§ **THE TASK**
Output only the span of lines that begins at the line containing "For each instance of the street" and ends at the last line of the data, both included, exactly as they appear.

§ **EXERCISE MATERIAL**
>>>

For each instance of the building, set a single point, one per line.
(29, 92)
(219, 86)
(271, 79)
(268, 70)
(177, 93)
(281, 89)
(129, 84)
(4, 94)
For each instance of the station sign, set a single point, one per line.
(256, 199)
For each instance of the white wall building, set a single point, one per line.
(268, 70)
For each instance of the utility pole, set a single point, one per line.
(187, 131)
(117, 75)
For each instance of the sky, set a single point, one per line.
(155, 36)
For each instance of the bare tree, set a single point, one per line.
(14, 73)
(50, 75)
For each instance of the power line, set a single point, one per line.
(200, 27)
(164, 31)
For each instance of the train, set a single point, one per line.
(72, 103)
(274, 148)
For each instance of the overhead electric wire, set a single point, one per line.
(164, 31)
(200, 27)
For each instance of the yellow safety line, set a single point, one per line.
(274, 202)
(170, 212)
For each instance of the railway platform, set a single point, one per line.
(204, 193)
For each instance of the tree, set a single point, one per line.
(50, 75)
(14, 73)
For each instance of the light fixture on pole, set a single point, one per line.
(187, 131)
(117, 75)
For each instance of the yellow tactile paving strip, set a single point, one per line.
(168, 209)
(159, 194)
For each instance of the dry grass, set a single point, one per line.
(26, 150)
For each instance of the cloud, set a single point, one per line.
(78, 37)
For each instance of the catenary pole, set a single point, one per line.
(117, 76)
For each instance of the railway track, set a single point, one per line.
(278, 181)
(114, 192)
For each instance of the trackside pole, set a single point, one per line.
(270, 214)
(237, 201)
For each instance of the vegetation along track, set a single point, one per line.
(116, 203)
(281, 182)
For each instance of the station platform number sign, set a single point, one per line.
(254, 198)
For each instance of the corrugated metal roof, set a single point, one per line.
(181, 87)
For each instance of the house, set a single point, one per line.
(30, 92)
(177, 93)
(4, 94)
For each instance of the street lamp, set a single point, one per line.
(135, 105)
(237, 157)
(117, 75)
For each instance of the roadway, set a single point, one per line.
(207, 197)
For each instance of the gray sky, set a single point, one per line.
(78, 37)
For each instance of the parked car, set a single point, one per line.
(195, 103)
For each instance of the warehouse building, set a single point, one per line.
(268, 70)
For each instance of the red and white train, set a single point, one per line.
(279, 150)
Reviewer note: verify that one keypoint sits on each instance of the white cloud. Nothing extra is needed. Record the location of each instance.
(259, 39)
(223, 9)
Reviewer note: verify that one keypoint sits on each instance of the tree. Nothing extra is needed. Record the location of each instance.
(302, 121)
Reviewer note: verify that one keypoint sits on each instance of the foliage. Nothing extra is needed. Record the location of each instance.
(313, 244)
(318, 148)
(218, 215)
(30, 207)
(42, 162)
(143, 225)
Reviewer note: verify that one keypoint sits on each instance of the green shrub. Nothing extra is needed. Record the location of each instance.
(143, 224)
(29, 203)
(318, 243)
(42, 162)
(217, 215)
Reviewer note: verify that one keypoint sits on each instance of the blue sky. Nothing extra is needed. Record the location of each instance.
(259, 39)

<<<

§ **RESULT OF THE TASK**
For each instance of the street lamp, set a single point, one per line.
(135, 105)
(237, 157)
(117, 75)
For each instance of the roadway, set a single point, one per line.
(207, 197)
For each instance of the gray sky, set a single point, one per line.
(78, 37)
For each instance of the parked car, set a single point, one per line.
(195, 103)
For each instance of the warehouse building, set a single point, one per line.
(268, 70)
For each instance of the red and white train, set a single point, one per line.
(279, 150)
Reviewer note: verify that one keypoint sits on each instance of the white cloud. Nothing extra is needed. Record the location of each instance.
(259, 39)
(223, 9)
Reviewer note: verify that one keypoint sits on each instance of the tree. Nothing extra is needed. Record the location of each instance.
(302, 121)
Reviewer note: verify that one keypoint sits on each instance of the foliage. Nothing extra is needed. Record the location of each instance.
(313, 244)
(318, 148)
(218, 215)
(30, 207)
(42, 162)
(143, 225)
Reviewer note: verify that one keypoint sits on each instance of the green shrub. Nothing extra is needed. Record the location of each instance.
(143, 224)
(29, 203)
(318, 243)
(42, 162)
(217, 215)
Reviewer note: verify that one keypoint sits on each instance of the blue sky. Nothing extra is needed. Record the location of each instance.
(259, 39)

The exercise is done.